**SHORT PROBLEM:**
How many lines of the records contain the word "badge"? Reply with the number alone.

** start MATERIAL PROVIDED **

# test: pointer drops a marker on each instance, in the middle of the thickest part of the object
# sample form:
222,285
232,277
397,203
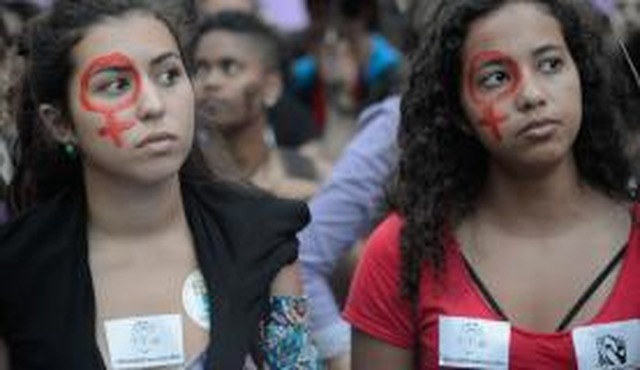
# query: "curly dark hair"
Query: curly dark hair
442,169
43,170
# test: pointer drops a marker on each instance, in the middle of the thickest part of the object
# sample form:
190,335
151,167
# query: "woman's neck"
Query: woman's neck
546,200
120,210
249,148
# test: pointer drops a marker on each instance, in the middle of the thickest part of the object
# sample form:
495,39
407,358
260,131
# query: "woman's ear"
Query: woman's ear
273,89
60,128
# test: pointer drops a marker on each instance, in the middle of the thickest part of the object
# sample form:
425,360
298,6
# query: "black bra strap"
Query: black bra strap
592,289
485,292
597,282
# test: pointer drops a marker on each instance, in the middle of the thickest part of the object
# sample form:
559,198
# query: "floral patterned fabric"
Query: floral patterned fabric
286,342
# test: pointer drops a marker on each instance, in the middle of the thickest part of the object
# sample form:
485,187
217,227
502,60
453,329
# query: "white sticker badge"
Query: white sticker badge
145,341
196,300
613,346
471,343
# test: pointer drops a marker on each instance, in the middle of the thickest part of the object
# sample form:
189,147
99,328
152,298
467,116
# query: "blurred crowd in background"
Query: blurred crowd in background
321,65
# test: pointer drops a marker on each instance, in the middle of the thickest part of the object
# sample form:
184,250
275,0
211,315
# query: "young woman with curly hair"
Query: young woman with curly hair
125,253
514,242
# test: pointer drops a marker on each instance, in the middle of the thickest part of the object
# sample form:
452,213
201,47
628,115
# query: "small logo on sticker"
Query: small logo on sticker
145,336
472,339
612,350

** end MATERIAL PROVIDED **

**WORKED ANSWER:**
2